# Nest raiders!



## ztrain (Jul 26, 2006)

In Spokane, WA employees at the Sterling Savings Bank have been catching ducklings off the nest claiming rescue. I emailed the USFW and pasted the stories and they wrote me back and claimed it appears violations of the Migratory Bird Treaty Act are taking place. But the nests keep getting raided and the media keeps reporting this is good. Be sure to check out the video as well!

http://www.kxly.com/Global/story.asp?S=10622486

Now below is a poor result of a story in the Spokane news paper that is relavant and why the public should not catch wildlife and the don't touch wildlife law. My question is why should the game departments be mad about the fawn problem when they allowed this duck circus happen time after time. I say because the media has told good people to do bad things to wildlife during the breeding season.

http://www.spokesman.com/stories/2009/j ... -wildlife/

Here is the banks web page and they are using their illegal nest raids as advertisement.

https://www.sterlingsavingsbank.com/per ... _home.aspx


----------



## ztrain (Jul 26, 2006)

I did notice the bank stopped advertising the duck rescue on their web page. I sent them an email of the story of the fawn-napping and to the USFW and did not get any email back saying thank you like always. Interesting?


----------



## Jewish Mallard (Dec 20, 2008)

• PROBLEMS TO SOLVE:
a - Return every line in the rows below that contains the string "fender".
b - Extend the forum thread about bank employees taking ducklings from nests, picking up from where it stops.

Entries from a point annotation set:

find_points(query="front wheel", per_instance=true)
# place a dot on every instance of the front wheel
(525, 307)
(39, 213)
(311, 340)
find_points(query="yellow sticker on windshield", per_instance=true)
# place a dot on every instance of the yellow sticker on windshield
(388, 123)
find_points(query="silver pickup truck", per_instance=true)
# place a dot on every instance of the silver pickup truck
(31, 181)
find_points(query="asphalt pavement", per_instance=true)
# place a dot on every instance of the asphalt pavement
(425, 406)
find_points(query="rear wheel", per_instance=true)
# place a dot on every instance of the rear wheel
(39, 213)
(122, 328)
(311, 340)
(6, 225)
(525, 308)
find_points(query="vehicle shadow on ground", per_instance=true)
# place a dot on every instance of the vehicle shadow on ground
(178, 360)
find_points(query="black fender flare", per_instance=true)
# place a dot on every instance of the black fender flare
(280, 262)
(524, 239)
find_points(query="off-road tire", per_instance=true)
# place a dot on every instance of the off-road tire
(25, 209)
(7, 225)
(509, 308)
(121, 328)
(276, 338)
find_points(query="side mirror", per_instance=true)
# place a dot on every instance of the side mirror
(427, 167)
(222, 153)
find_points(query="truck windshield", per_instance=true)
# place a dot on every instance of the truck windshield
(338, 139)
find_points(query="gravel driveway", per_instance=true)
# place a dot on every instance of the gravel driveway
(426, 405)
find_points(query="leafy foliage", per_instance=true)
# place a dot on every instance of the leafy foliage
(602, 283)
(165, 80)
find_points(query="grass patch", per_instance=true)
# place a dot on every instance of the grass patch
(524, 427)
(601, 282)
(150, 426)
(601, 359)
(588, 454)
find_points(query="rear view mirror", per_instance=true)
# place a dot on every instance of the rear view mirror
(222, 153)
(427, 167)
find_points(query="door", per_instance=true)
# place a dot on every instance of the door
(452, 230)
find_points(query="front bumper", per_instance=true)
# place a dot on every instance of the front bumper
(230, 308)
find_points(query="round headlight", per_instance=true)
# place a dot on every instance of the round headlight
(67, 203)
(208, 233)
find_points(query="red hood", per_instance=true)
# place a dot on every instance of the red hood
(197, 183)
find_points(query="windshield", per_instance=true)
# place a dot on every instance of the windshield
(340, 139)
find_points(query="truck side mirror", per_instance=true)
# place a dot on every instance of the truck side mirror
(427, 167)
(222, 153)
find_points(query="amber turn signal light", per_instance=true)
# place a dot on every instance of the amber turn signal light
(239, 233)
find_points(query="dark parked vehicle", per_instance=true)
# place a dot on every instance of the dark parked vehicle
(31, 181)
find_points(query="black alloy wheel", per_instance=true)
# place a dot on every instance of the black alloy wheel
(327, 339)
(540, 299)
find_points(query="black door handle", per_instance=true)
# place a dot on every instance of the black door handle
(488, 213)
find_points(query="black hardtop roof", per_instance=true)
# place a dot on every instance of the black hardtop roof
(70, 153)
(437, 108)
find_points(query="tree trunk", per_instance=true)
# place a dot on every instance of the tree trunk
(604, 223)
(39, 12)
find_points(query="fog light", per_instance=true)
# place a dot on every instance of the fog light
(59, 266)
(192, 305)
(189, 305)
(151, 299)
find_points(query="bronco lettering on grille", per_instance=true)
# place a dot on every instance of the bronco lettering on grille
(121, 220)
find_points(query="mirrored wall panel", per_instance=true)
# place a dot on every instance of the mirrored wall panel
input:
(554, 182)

...

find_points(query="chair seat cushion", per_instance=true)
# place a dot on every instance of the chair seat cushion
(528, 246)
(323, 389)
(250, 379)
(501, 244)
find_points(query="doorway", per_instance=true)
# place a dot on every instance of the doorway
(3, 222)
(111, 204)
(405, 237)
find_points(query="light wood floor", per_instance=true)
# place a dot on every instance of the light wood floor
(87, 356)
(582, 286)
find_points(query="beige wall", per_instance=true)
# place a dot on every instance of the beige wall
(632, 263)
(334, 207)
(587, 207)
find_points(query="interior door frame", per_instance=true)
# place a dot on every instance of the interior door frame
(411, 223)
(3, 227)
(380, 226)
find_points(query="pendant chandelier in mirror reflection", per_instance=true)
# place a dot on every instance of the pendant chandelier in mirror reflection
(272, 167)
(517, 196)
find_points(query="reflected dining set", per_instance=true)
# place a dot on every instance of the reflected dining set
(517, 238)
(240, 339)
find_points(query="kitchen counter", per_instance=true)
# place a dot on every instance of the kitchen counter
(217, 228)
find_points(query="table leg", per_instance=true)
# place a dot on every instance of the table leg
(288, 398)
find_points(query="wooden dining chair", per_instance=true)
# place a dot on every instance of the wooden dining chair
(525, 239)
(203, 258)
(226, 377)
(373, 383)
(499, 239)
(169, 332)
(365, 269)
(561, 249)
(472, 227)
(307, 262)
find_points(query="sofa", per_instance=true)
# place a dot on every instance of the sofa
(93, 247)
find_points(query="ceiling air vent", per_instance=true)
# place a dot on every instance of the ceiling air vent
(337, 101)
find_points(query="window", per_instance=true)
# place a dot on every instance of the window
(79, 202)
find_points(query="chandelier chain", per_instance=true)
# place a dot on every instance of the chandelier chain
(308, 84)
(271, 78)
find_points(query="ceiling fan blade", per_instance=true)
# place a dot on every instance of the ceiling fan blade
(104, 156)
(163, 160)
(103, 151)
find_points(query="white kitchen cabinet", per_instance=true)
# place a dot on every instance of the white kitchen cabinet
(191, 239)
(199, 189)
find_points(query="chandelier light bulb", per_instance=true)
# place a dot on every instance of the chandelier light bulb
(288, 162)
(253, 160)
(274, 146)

• TASK ANSWERS:
a -
find_points(query="black fender flare", per_instance=true)
# place a dot on every instance of the black fender flare

b -
That is not good and thanks for pointing it out,but if that upsets you how bout a story on the Minnesota, North Dak. farmers SHOOTING adult and gosling Canada geese with the DNRs blessing?


----------



## ztrain (Jul 26, 2006)

Any stories about the canada goose issues jewish mallard? If legal nothing I can say. My point about the nest raiders are the people that get rapped up into emotions intstead of reality. Laws and more laws doesn't bother them because for some reason they think it can't affect them while knowing everything. They need to educate themselves. Every emotional knee jerk reaction could bring harm as pointed out with fawn deer in the same area. I like the laws for the breeding season in general by taking the chance with mother nature. The media has put so much glory on this nest raid and forgot to research and lied, bald face lies. The public just can't go out and hunt without hunter ed, licenses, drawings, and seasons. So what makes the media think the public can go out and use emotions to manage wildlife?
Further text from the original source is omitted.